What the task asks: Rewrite the data starting with the line that contains "Q: Point out the dark" and going on through the line that contains "[63,93,327,333]", swapping every "green" for "olive" and leaving the rest unchanged.

Bounding-box data:
>> BEGIN

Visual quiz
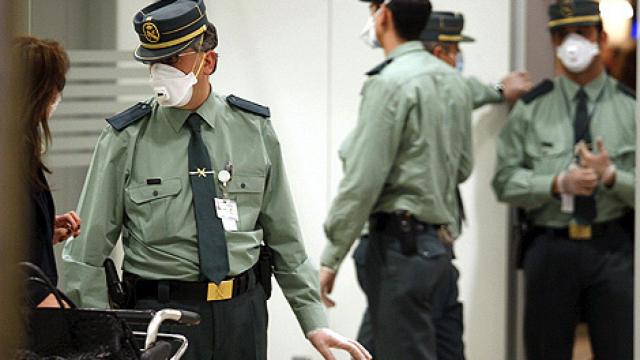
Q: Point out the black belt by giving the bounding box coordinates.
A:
[369,211,454,256]
[124,268,258,302]
[369,211,444,236]
[532,216,633,240]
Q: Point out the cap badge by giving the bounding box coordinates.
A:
[559,0,573,18]
[142,22,160,43]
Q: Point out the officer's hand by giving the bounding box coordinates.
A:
[560,166,598,196]
[500,71,533,103]
[307,329,372,360]
[52,211,80,245]
[320,266,336,307]
[577,137,613,184]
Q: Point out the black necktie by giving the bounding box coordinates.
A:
[573,88,598,224]
[187,113,229,284]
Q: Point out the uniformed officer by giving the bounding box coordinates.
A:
[63,0,370,360]
[420,11,532,109]
[344,11,531,360]
[321,0,471,359]
[493,0,636,360]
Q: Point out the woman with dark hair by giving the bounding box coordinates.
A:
[15,36,80,307]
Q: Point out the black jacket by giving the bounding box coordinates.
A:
[26,171,58,305]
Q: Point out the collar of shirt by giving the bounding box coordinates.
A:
[560,71,607,101]
[387,41,425,59]
[158,91,220,133]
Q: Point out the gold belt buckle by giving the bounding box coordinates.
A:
[569,223,591,240]
[207,279,233,301]
[438,225,455,245]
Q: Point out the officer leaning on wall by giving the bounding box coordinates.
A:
[353,11,531,360]
[493,0,636,360]
[320,0,472,359]
[63,0,370,360]
[420,11,532,109]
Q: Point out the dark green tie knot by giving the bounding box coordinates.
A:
[187,113,202,133]
[576,88,588,100]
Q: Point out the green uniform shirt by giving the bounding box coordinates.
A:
[493,73,636,227]
[322,41,473,270]
[63,93,327,333]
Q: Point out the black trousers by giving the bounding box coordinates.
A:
[364,227,451,360]
[136,284,268,360]
[353,236,465,360]
[524,226,633,360]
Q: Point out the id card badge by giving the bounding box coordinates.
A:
[560,194,575,214]
[214,198,240,231]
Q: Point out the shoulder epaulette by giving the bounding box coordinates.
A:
[618,82,636,99]
[107,102,151,131]
[521,79,554,104]
[365,58,393,76]
[227,95,271,118]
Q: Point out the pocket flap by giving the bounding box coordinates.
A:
[229,175,265,193]
[127,178,182,205]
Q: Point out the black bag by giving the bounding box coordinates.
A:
[16,263,140,360]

>> END

Task response:
Q: Point out the dark olive tie knot by giving the bounding box coordinates.
A:
[187,113,202,133]
[576,88,588,100]
Q: Point out the olive uniform shirt by giving the bounding box coordinates.
A:
[493,73,636,227]
[322,41,473,270]
[63,93,327,333]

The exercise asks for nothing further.